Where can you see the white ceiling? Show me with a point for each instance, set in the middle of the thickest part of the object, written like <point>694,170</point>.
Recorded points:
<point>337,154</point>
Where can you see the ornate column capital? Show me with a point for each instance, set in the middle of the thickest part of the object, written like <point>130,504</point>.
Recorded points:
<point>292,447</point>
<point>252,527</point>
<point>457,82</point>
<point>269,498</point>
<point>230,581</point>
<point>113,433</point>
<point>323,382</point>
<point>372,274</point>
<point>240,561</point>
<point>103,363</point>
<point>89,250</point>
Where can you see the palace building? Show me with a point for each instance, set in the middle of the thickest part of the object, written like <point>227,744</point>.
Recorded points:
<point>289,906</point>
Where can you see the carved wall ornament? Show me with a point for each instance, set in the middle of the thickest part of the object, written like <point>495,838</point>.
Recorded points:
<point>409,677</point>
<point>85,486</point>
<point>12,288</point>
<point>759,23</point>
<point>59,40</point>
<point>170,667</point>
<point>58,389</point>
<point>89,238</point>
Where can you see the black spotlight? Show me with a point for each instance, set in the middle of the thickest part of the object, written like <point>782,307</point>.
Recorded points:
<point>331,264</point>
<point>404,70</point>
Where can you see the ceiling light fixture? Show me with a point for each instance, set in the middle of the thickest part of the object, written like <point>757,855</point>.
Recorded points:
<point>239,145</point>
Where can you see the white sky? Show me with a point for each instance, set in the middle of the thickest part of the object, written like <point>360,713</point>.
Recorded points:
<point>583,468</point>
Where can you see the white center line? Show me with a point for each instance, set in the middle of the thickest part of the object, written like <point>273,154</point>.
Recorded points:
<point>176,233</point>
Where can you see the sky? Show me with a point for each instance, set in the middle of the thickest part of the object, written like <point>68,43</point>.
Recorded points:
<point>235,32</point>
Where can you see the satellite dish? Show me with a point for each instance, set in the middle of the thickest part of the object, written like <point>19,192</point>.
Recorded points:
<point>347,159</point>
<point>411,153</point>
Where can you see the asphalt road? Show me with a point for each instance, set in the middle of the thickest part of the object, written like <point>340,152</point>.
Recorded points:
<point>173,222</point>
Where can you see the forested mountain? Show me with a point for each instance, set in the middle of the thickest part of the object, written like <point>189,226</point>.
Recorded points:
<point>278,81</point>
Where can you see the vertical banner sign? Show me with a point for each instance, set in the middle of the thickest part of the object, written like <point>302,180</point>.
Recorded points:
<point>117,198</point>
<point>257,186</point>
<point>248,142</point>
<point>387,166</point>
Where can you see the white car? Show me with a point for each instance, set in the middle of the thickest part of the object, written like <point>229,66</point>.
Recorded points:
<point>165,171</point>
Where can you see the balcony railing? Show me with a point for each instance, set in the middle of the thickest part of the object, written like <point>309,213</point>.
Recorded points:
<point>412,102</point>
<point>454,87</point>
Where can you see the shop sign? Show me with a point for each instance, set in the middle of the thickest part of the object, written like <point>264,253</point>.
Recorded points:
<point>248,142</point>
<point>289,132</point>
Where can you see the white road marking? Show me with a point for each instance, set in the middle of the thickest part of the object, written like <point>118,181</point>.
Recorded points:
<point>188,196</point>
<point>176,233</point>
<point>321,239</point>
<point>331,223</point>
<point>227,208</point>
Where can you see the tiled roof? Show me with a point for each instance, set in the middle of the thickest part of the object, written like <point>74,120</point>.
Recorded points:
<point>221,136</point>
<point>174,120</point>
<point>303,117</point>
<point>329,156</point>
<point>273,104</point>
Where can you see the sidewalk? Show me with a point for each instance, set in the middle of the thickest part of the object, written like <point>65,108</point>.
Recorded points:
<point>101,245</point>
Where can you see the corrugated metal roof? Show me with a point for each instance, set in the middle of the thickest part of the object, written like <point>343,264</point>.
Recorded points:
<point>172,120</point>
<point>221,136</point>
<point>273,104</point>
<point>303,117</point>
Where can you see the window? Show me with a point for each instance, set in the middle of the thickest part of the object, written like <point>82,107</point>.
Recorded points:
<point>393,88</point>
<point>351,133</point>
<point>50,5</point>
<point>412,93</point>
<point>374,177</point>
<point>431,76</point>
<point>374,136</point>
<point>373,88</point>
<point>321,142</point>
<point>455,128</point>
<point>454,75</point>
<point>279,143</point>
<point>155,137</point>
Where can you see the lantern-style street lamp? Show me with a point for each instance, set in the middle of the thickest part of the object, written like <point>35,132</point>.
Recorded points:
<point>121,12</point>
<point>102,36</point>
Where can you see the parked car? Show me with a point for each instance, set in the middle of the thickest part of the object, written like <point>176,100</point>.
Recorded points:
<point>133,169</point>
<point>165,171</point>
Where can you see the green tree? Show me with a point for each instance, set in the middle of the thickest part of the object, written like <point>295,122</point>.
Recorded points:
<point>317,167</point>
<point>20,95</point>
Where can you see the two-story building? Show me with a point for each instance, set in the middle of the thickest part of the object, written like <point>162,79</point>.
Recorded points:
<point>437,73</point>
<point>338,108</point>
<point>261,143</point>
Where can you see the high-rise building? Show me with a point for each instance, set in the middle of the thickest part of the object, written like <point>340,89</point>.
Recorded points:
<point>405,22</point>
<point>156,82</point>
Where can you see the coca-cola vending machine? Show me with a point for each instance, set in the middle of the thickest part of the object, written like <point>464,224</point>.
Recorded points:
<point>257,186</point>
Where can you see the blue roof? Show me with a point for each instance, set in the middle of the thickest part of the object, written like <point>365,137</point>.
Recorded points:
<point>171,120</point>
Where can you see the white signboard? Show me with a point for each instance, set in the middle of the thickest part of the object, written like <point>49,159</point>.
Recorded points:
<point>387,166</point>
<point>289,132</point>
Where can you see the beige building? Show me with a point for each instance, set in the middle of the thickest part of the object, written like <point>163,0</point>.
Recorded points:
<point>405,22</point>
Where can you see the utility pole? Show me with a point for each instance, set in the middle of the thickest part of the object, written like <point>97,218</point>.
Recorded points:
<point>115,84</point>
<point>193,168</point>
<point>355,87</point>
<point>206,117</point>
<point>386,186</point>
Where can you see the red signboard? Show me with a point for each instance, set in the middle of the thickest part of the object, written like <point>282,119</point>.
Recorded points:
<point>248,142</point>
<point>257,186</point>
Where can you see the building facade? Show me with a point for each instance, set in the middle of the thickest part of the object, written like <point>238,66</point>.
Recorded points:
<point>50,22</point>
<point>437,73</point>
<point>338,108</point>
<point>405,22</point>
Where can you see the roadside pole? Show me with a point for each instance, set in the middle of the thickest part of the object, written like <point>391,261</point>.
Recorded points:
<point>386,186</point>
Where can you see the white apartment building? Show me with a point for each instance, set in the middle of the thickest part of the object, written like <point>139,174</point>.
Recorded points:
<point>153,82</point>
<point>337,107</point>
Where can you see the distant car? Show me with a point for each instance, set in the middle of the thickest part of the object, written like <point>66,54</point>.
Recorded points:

▶ INSTRUCTION
Copy the listing from the line with "Where can you see the black" to the line with "<point>235,32</point>", both included, and shift each recorded point by adding 47 to both of its coordinates. Keep the request lines, including their sample points, unchanged.

▶ RESPONSE TO THE EXERCISE
Where can you see the black spotlight? Show me with a point for each instance, set in the middle of the thickest part of the object, written like <point>782,307</point>.
Recorded points:
<point>378,311</point>
<point>451,117</point>
Where can you see the ceiling light fixture? Show me with a point for each instance, set in the middle of the thickest part of the object, written like <point>757,855</point>.
Recorded points:
<point>286,192</point>
Where can you see the white sky? Show me with a point for each instance, set in the middle of the thickest part of the object, written like <point>360,713</point>.
Recorded points:
<point>630,515</point>
Where can you see the white center line? Show me with a point for each instance, set in the middle of the thickest part of the object, written like <point>273,154</point>.
Recorded points:
<point>223,280</point>
Where can you see the sky? Show me with a point for each instance, set in the middle of the thickest part of the object, written like <point>68,43</point>.
Recorded points:
<point>282,79</point>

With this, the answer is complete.